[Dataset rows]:
▬▬▬▬▬▬▬▬▬▬

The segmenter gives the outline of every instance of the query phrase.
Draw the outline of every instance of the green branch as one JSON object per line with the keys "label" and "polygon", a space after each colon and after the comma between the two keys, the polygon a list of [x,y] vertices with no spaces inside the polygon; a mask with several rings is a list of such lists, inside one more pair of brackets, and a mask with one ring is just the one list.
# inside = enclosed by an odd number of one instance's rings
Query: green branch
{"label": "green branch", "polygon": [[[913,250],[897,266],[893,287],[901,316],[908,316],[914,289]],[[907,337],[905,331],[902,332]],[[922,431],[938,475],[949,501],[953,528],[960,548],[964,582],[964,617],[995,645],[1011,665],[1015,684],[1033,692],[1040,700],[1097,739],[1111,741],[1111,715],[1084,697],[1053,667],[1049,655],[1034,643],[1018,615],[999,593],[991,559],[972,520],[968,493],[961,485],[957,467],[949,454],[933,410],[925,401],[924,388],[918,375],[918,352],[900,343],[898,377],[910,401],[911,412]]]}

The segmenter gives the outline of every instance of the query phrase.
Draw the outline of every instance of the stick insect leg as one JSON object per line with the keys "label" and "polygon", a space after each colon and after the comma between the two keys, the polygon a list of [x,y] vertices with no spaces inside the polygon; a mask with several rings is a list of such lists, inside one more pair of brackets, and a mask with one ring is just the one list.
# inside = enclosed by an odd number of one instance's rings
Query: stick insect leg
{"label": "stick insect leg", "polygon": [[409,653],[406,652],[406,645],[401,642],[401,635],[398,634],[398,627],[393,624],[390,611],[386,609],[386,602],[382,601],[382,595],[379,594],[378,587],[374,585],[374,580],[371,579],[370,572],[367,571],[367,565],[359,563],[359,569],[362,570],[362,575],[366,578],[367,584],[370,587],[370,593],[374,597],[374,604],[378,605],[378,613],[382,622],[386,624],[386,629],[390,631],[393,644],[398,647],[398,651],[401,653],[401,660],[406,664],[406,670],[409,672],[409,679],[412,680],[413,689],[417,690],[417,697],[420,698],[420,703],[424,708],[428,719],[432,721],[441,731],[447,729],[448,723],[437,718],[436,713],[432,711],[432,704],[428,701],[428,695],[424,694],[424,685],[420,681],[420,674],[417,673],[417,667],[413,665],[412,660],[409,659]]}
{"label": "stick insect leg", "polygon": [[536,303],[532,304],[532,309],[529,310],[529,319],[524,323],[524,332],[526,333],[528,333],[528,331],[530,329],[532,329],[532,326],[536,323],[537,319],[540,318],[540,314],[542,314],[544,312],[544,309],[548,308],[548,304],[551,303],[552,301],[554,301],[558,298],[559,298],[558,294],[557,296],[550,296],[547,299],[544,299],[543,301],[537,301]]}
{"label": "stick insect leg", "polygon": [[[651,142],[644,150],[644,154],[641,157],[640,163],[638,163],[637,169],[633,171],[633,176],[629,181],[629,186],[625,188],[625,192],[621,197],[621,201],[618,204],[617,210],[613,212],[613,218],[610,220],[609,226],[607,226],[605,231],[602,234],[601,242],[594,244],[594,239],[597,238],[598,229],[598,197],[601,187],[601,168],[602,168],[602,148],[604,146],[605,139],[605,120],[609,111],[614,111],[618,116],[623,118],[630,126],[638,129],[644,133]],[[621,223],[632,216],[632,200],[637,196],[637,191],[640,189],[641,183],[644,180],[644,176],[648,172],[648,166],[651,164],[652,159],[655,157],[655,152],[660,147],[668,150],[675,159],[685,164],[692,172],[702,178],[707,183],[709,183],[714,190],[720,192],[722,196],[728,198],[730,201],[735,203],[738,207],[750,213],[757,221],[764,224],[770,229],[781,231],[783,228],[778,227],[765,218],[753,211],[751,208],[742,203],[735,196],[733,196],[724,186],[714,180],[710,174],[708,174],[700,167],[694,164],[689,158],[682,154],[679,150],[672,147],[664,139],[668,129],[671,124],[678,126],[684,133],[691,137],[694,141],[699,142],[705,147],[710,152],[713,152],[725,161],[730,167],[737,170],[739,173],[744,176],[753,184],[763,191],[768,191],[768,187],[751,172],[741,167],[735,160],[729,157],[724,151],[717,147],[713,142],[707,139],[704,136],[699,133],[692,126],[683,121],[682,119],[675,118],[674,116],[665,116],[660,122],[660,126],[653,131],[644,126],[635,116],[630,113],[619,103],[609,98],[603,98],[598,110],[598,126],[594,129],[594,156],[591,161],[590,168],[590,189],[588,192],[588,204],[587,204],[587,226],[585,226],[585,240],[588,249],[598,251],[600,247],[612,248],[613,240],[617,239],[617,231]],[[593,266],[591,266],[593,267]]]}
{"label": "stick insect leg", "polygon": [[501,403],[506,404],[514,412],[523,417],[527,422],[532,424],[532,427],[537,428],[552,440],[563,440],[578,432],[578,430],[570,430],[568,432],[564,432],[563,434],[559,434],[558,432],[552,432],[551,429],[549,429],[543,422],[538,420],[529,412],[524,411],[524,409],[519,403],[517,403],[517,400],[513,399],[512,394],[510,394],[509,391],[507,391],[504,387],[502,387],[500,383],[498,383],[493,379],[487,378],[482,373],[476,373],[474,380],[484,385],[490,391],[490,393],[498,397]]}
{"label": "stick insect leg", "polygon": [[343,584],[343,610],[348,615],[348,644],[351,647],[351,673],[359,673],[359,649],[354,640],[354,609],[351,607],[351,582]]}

▬▬▬▬▬▬▬▬▬▬

Reproduce every line of the rows above word for word, in the same order.

The segmenter gives the outline of every instance of the query phrase.
Draw the outline of every instance of the green branch as one JSON object per line with the keys "label" and "polygon", a space after each colon and after the comma between the two keys, the polygon a list of [x,y] vertices with no spaces inside the polygon; a mask with several rings is a list of such lists, inside one more pair of brackets, and a mask with one ring is just the one list.
# inside = enclosed by an odd number of one instance's rings
Query: green branch
{"label": "green branch", "polygon": [[[913,250],[897,266],[893,287],[901,316],[908,316],[914,289]],[[907,337],[905,331],[902,332]],[[922,431],[938,475],[949,501],[953,528],[960,548],[964,582],[964,617],[995,645],[1011,665],[1015,684],[1033,692],[1040,700],[1097,739],[1111,741],[1111,715],[1084,697],[1053,667],[1049,655],[1034,643],[1018,615],[999,593],[991,559],[972,520],[968,493],[961,485],[957,467],[949,454],[933,410],[925,401],[924,388],[918,375],[918,352],[900,343],[898,377],[910,401],[911,412]]]}

The segmenter gives the outline of every instance of the query phrase.
Draw the outline of every instance of the stick insect leg as one JSON object per line with the keys "label" and "polygon", a space after each colon and after the comma between the two keys, the polygon a list of [x,y] vertices with no spaces inside the polygon; a mask with several rings is a list of such lists, inside one more pair of brackets, and a mask with one ring is just the one list.
# inside = enclosed by an odd number of one instance's rings
Query: stick insect leg
{"label": "stick insect leg", "polygon": [[409,653],[406,652],[406,645],[401,642],[401,635],[398,634],[398,627],[393,624],[390,611],[386,609],[386,602],[382,601],[382,595],[379,594],[378,587],[374,585],[374,580],[371,579],[370,572],[367,571],[367,565],[359,563],[359,569],[362,570],[362,575],[366,578],[367,584],[370,587],[370,593],[374,597],[374,604],[378,605],[378,613],[382,622],[386,624],[386,629],[390,631],[393,644],[398,647],[398,651],[401,653],[401,660],[406,664],[406,670],[409,672],[409,679],[412,680],[413,689],[417,690],[417,697],[420,698],[420,703],[424,708],[428,719],[432,721],[441,731],[447,729],[448,723],[437,718],[436,713],[432,711],[432,704],[428,701],[428,695],[424,694],[424,685],[420,681],[420,674],[417,673],[417,667],[413,665],[412,660],[409,659]]}
{"label": "stick insect leg", "polygon": [[536,303],[532,304],[532,309],[529,310],[529,319],[524,323],[524,332],[526,333],[528,333],[528,331],[530,329],[532,329],[532,326],[536,323],[537,319],[540,318],[540,314],[542,314],[544,312],[544,309],[548,308],[548,304],[551,303],[552,301],[554,301],[558,298],[559,298],[558,294],[557,296],[550,296],[547,299],[544,299],[543,301],[537,301]]}
{"label": "stick insect leg", "polygon": [[[651,142],[644,150],[644,154],[641,157],[640,163],[638,163],[637,169],[633,171],[633,176],[629,181],[629,186],[625,188],[625,192],[621,197],[621,201],[618,204],[617,210],[613,212],[613,218],[610,220],[609,226],[607,226],[605,231],[602,234],[601,242],[594,244],[594,239],[597,238],[598,229],[598,197],[601,187],[601,168],[602,168],[602,148],[604,146],[605,139],[605,120],[609,111],[614,111],[618,116],[623,118],[630,126],[638,129],[644,133]],[[621,223],[632,216],[632,200],[637,196],[637,191],[640,189],[641,183],[644,180],[644,176],[648,172],[648,166],[651,164],[652,159],[655,157],[655,152],[660,147],[668,150],[675,159],[685,164],[692,172],[702,178],[707,183],[709,183],[714,190],[720,192],[722,196],[728,198],[730,201],[735,203],[738,207],[750,213],[757,221],[764,224],[770,229],[781,231],[783,228],[778,227],[765,218],[753,211],[751,208],[742,203],[735,196],[733,196],[724,186],[714,180],[710,174],[708,174],[700,167],[694,164],[689,158],[682,154],[679,150],[672,147],[664,139],[668,129],[671,124],[678,126],[684,133],[691,137],[694,141],[699,142],[705,147],[710,152],[713,152],[725,161],[730,167],[737,170],[739,173],[744,176],[753,184],[763,191],[768,191],[768,187],[751,172],[741,167],[735,160],[729,157],[724,151],[717,147],[713,142],[707,139],[704,136],[699,133],[692,126],[683,121],[682,119],[675,118],[674,116],[665,116],[660,122],[660,126],[653,131],[644,126],[635,116],[630,113],[619,103],[609,98],[603,98],[598,110],[598,126],[594,129],[594,156],[591,161],[590,168],[590,189],[588,192],[588,204],[587,204],[587,226],[585,226],[585,240],[588,249],[598,251],[600,247],[612,248],[613,240],[617,239],[617,231]],[[593,266],[591,266],[593,267]]]}
{"label": "stick insect leg", "polygon": [[501,403],[506,404],[514,412],[523,417],[527,422],[532,424],[532,427],[537,428],[552,440],[563,440],[578,432],[578,430],[570,430],[568,432],[564,432],[563,434],[559,434],[558,432],[552,432],[551,429],[549,429],[543,422],[538,420],[529,412],[524,411],[524,409],[519,403],[517,403],[517,400],[513,399],[512,394],[510,394],[509,391],[507,391],[504,387],[502,387],[500,383],[498,383],[493,379],[487,378],[482,373],[476,373],[474,380],[484,385],[490,391],[490,393],[498,397]]}
{"label": "stick insect leg", "polygon": [[343,584],[343,610],[348,615],[348,644],[351,647],[351,673],[359,673],[359,649],[354,640],[354,609],[351,607],[351,582]]}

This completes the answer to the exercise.